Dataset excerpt
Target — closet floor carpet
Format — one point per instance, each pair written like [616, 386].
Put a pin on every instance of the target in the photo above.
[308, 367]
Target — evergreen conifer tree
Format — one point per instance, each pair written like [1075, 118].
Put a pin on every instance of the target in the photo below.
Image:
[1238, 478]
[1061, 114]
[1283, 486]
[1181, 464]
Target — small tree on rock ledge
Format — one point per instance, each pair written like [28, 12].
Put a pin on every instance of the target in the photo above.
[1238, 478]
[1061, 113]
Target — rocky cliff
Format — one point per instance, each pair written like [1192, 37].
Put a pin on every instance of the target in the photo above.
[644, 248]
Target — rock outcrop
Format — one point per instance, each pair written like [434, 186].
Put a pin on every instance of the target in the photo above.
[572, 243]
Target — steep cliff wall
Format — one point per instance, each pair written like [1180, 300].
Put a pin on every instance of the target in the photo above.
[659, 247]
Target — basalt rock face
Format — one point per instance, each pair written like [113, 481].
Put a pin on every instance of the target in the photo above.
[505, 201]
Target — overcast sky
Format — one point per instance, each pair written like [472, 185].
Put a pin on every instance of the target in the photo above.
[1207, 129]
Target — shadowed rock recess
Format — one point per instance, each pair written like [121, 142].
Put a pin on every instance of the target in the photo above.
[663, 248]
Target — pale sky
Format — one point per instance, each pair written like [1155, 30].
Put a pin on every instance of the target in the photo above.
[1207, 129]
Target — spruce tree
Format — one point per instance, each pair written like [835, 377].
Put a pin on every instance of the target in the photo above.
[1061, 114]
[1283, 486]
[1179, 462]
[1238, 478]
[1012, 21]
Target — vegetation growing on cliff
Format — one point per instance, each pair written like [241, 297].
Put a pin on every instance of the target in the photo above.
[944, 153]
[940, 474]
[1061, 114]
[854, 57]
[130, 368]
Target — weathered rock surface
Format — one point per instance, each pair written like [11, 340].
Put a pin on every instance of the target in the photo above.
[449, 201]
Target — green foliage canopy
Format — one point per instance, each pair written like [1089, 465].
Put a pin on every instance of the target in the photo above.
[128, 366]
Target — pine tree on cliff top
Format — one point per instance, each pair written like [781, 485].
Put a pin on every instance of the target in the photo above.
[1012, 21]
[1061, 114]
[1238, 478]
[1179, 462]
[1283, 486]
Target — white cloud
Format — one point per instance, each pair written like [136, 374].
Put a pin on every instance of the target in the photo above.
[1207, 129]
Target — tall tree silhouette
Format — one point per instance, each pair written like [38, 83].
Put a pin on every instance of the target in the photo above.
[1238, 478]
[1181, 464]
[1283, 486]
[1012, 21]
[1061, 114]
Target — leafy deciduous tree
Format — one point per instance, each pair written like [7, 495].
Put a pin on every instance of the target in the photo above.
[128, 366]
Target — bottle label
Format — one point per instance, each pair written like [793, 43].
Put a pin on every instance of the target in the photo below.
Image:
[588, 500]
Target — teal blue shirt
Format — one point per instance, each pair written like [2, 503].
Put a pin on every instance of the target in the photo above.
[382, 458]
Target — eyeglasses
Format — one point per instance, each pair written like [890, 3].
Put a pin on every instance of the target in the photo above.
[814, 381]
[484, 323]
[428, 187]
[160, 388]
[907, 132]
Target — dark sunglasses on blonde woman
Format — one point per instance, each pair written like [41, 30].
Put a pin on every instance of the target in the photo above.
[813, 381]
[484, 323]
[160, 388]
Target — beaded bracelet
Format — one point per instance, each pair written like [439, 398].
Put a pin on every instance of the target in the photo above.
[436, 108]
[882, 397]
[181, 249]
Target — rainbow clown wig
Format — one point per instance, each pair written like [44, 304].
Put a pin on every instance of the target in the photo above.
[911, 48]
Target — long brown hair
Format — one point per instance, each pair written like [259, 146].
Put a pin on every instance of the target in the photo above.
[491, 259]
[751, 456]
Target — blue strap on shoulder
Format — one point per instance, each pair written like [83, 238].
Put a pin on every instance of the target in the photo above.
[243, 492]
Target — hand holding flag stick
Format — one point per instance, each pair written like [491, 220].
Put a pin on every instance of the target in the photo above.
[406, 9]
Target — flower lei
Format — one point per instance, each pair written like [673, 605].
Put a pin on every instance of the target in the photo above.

## Task to complete
Convert every line of the listing above into a JSON array of strings, one string per line, skipping any blank lines.

## Solution to this exercise
[
  "Target — closet floor carpet",
  "Format — one point per instance, each pair written like [616, 386].",
  "Put a pin on every instance of the target in the photo above.",
  "[308, 367]",
  "Target — evergreen conifer tree",
  "Format — one point per instance, each pair written like [1075, 118].",
  "Put a pin on every instance of the target in the photo below.",
  "Image:",
  "[1238, 478]",
  "[1061, 114]",
  "[1283, 486]",
  "[1181, 464]",
  "Target — small tree on rock ledge",
  "Format — one point per instance, each pair written like [28, 12].",
  "Put a pin on every instance of the target in the photo above.",
  "[1238, 478]",
  "[1061, 113]",
  "Target — rocky cliff",
  "Format — one point per instance, each pair written like [1192, 37].",
  "Put a pin on every instance of the target in the photo above.",
  "[644, 248]",
  "Target — rock outcrop",
  "Format — one point per instance, each pair written like [434, 186].",
  "Put a pin on every instance of the target in the photo above.",
  "[572, 243]",
  "Target — steep cliff wall",
  "Format — one point per instance, each pair written like [1180, 300].",
  "Put a pin on every instance of the target in the photo above.",
  "[659, 247]",
  "Target — basalt rock face",
  "Format — one point per instance, each pair written like [113, 481].",
  "Put a pin on every instance of the target in the photo above.",
  "[505, 201]",
  "Target — overcast sky",
  "Format — one point per instance, each pair written like [472, 185].",
  "Put a pin on every instance of the target in the photo above.",
  "[1207, 129]",
  "Target — shadowed rock recess",
  "Format — one point per instance, each pair written like [121, 142].",
  "Put a pin on every instance of the target in the photo above.",
  "[663, 248]",
  "Target — pale sky",
  "Format — one point per instance, each pair written like [1155, 30].",
  "Put a pin on every instance of the target in the photo above.",
  "[1207, 129]",
  "Target — spruce tree",
  "Format — one point per instance, each pair written like [835, 377].",
  "Put a pin on every instance of the target in the photo above.",
  "[1061, 114]",
  "[1283, 486]",
  "[1179, 462]",
  "[1238, 478]",
  "[1012, 21]",
  "Target — vegetation growing on cliff",
  "Format — one point per instance, each pair written like [241, 297].",
  "Put a pin on every instance of the target in the photo above.",
  "[944, 153]",
  "[940, 474]",
  "[1061, 114]",
  "[854, 57]",
  "[130, 368]",
  "Target — weathered rock surface",
  "Format — one point per instance, each pair written like [11, 340].",
  "Put a pin on every instance of the target in the photo above.",
  "[449, 201]",
  "Target — green foliage canopy",
  "Format — one point per instance, each pair written like [1089, 465].",
  "Put a pin on every instance of the target in the photo above.",
  "[128, 366]",
  "Target — pine tree on cliff top",
  "Format — one point per instance, each pair written like [781, 485].",
  "Put a pin on every instance of the target in the photo above.",
  "[1012, 21]",
  "[1061, 114]",
  "[1238, 478]",
  "[1179, 462]",
  "[1283, 486]",
  "Target — white cloud",
  "Format — one point per instance, each pair written like [136, 374].",
  "Put a pin on every instance of the target in the photo above.",
  "[1207, 129]",
  "Target — tall tree silhouette",
  "Format — one point per instance, each pair written like [38, 83].",
  "Put a pin on every instance of the target in the photo above.",
  "[1238, 478]",
  "[1181, 464]",
  "[1283, 486]",
  "[1012, 21]",
  "[1061, 114]",
  "Target — leafy deciduous tree",
  "Format — one point per instance, each pair written like [7, 495].",
  "Put a pin on every instance of the target in the photo above.",
  "[128, 366]",
  "Target — bottle label",
  "Format — one point per instance, each pair written like [793, 43].",
  "Put a pin on every instance of the target in the photo below.",
  "Image:",
  "[588, 500]",
  "Target — teal blue shirt",
  "Format — one point per instance, each pair written like [2, 503].",
  "Put a pin on every instance of the target in the photo above.",
  "[382, 458]",
  "Target — eyeglasses",
  "Format — one point per instance, each pair written like [890, 3].",
  "Put a pin on every instance of the target in the photo above.",
  "[814, 381]",
  "[484, 323]",
  "[428, 187]",
  "[160, 388]",
  "[907, 132]",
  "Target — dark sunglasses on blonde woman",
  "Format — one point per instance, each pair written like [41, 30].",
  "Put a pin on every instance of the target in the photo above.",
  "[813, 381]",
  "[484, 323]",
  "[160, 388]",
  "Target — beaded bracelet",
  "Format — one point per instance, each pair written like [439, 398].",
  "Put a pin on every instance of the target in the photo above.",
  "[436, 108]",
  "[882, 397]",
  "[181, 249]",
  "Target — rainbow clown wig",
  "Format — one point per instance, each pair written like [44, 304].",
  "Put a pin on every instance of the target in the photo above.",
  "[911, 48]",
  "Target — long brown hair",
  "Format — one point per instance, each pair written like [259, 146].",
  "Put a pin on every instance of the target in the photo above.",
  "[491, 259]",
  "[751, 456]",
  "Target — blue strap on shoulder",
  "Format — one point per instance, each pair written like [83, 238].",
  "Put a pin on every instance of the target in the photo above.",
  "[243, 492]",
  "Target — hand holding flag stick",
  "Format — one point per instance, each pair written like [491, 220].",
  "Put a pin on every instance of the target in the photo above.",
  "[406, 9]",
  "Target — flower lei",
  "Format — one point per instance, each pair written like [673, 605].",
  "Put a pin on every instance of the target in the photo above."
]